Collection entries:
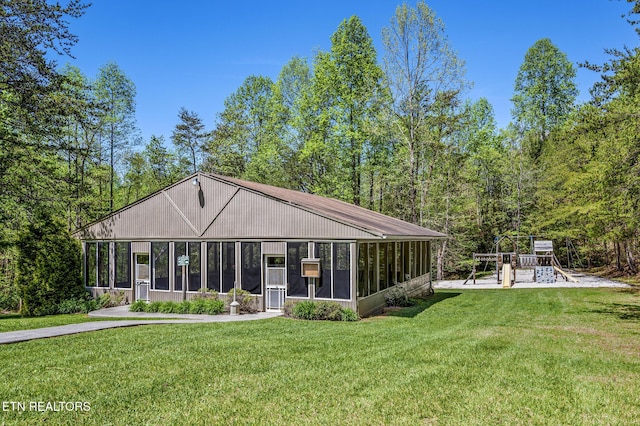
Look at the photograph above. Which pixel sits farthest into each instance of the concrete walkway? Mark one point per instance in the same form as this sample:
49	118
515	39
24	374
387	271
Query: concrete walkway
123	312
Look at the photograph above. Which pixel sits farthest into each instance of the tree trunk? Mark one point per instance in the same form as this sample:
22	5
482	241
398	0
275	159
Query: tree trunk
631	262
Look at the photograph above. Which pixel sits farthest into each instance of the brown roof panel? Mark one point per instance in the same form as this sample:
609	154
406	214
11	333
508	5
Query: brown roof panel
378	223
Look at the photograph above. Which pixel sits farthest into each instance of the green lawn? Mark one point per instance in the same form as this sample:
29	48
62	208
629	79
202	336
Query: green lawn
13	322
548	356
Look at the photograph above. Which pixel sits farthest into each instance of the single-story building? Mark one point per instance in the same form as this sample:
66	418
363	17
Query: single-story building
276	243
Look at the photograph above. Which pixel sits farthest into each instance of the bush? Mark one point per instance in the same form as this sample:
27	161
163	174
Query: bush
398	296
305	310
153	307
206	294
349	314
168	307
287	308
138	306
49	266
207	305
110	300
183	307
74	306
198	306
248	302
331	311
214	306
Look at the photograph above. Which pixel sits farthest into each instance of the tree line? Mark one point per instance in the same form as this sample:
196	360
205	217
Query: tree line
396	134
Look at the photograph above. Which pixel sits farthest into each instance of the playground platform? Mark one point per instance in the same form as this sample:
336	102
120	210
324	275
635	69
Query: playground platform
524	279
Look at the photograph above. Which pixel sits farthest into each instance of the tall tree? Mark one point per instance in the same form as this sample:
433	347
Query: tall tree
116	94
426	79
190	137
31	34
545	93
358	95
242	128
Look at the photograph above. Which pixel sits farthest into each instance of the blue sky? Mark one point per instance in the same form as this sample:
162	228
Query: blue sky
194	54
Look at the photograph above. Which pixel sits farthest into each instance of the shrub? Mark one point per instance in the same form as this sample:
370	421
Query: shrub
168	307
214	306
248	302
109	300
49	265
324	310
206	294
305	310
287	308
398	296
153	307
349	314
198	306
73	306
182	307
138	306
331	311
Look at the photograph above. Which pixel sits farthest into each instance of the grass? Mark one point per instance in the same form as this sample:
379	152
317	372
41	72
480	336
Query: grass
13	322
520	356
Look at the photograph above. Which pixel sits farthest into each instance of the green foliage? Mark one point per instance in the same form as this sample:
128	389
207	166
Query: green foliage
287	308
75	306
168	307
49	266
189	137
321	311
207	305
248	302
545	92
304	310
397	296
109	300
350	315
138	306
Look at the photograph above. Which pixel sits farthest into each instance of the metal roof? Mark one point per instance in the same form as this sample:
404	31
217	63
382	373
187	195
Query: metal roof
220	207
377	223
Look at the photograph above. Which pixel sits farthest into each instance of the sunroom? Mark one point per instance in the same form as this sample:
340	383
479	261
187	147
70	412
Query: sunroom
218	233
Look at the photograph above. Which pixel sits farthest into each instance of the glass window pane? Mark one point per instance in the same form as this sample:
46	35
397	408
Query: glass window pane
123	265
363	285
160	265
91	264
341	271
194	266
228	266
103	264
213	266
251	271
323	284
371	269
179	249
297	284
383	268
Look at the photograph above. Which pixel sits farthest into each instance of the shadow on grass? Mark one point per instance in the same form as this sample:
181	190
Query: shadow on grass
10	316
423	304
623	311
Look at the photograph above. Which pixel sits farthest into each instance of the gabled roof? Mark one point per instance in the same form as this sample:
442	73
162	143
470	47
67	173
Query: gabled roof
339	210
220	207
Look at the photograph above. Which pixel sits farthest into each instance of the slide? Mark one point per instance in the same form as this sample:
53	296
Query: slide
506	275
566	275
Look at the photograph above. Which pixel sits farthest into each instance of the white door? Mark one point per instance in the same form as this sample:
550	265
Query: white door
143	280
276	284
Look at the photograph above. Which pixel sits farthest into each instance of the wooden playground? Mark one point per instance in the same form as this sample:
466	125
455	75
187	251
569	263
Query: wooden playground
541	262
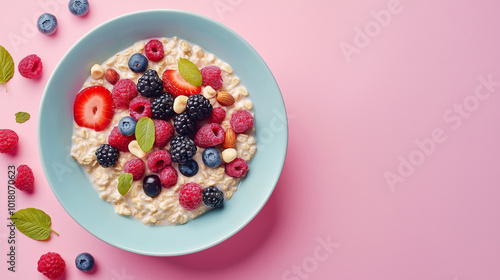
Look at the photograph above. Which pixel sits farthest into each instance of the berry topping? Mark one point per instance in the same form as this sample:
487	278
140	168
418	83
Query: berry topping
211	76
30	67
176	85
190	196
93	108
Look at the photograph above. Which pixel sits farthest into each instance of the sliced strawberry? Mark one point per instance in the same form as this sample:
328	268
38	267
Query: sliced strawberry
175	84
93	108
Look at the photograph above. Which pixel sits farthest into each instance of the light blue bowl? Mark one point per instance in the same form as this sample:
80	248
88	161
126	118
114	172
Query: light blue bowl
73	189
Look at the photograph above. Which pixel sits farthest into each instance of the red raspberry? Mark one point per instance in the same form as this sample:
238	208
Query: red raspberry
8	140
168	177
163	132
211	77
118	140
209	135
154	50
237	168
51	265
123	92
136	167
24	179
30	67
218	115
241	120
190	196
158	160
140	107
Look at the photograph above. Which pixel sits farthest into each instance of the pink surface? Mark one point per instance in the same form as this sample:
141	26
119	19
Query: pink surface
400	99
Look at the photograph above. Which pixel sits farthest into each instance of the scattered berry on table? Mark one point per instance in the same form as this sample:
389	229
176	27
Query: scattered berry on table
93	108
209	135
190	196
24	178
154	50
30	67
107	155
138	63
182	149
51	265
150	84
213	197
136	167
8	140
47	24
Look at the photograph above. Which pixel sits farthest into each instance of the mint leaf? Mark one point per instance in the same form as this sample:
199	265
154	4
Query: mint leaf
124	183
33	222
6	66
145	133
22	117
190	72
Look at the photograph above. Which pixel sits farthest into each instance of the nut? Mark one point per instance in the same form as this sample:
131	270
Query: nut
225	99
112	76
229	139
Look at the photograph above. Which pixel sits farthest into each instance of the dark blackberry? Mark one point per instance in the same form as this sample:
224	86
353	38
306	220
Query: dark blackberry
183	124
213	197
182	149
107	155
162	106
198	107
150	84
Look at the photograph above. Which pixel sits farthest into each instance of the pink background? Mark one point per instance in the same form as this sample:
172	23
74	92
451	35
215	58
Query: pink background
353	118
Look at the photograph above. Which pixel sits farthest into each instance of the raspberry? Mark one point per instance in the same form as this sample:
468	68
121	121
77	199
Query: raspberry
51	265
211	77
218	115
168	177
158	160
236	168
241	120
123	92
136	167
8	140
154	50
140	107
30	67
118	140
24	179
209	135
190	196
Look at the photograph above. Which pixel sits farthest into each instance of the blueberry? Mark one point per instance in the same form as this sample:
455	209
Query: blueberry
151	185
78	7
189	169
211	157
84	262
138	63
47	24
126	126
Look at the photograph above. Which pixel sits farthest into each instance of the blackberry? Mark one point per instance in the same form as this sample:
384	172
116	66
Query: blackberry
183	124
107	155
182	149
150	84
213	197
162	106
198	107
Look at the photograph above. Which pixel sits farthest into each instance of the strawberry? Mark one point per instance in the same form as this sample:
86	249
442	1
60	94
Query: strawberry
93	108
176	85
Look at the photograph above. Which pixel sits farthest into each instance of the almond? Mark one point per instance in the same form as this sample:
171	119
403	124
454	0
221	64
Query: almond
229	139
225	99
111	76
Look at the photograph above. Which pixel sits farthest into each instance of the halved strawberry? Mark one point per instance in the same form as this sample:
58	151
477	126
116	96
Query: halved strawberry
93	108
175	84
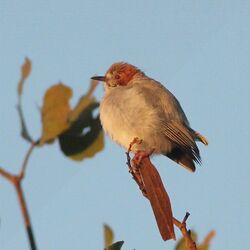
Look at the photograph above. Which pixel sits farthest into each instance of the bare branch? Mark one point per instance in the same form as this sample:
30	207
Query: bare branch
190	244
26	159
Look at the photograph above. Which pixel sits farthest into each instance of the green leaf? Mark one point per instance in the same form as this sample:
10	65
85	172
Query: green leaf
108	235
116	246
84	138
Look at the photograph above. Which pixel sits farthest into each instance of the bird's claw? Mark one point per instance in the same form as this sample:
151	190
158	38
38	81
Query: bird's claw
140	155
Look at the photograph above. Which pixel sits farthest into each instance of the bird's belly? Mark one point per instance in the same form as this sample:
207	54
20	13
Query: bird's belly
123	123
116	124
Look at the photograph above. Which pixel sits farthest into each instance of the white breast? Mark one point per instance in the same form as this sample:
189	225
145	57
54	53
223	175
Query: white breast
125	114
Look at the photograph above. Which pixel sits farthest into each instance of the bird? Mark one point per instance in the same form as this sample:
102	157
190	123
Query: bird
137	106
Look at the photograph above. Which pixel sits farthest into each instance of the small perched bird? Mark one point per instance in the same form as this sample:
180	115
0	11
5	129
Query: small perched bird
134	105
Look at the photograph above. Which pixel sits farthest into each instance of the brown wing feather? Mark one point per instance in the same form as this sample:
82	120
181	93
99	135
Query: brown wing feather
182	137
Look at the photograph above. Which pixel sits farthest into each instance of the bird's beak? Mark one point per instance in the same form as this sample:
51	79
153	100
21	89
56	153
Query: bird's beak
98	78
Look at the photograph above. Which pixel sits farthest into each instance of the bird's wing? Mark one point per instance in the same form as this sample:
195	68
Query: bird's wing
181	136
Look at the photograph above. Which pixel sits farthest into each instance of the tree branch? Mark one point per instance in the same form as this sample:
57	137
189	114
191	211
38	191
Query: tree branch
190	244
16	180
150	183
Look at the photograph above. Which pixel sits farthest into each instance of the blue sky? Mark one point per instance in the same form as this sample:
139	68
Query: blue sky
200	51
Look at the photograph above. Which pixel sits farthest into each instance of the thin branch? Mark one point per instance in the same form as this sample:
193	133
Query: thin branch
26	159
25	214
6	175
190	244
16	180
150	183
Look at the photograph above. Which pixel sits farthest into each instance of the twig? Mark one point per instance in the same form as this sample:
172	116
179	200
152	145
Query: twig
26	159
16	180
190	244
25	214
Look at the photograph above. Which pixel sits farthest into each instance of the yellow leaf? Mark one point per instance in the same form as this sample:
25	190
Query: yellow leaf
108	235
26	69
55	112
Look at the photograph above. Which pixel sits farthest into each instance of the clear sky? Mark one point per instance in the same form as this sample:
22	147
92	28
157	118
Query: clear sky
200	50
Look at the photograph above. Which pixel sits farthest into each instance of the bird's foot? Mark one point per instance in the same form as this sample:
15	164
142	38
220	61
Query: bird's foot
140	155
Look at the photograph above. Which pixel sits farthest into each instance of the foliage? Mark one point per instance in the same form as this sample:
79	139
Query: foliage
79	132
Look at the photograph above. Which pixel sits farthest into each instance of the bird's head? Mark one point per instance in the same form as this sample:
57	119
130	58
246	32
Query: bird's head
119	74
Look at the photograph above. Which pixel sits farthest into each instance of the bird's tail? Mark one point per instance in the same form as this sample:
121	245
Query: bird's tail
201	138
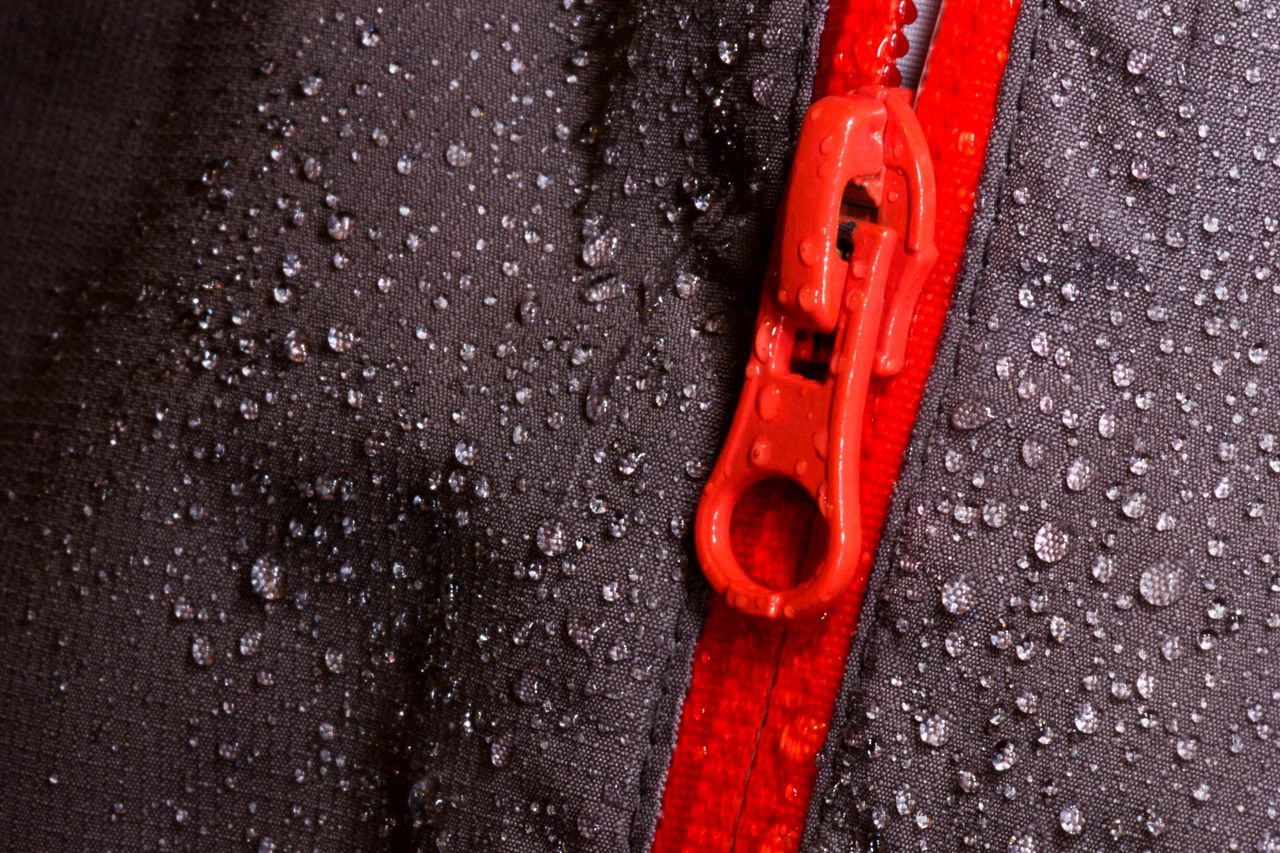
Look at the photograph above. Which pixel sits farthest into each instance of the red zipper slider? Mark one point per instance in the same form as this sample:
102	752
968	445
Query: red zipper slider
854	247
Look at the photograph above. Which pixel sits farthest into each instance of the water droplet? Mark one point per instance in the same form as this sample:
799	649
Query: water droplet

Problem details:
Pictures are not part of the copy. Extract exactly the lines from the line containing "the bird's head?" through the final line of the entries above, both included.

Final result:
Look at the photograph above. Which pixel sits farthest into each instance of the bird's head? Mark one point per instance in the same form as this sample:
57	119
130	58
246	32
Query: bird's head
119	74
Look at the photograph above. Which pixel sits farthest into each instance of the bird's tail? Mark one point per instance in the same form as this sample:
121	245
Query: bird's tail
201	138
Look at the photograph above. Which pixel sits farthest into each instance of the red zipper slider? Mark one point per instance in the same form as this sample:
102	752
968	445
Query: red zipper slider
854	247
Look at the photograph above. Which pixel sits farthest into each instance of the water droplet? Mark one point per instance in the same form as this sample:
799	649
Query: water droplet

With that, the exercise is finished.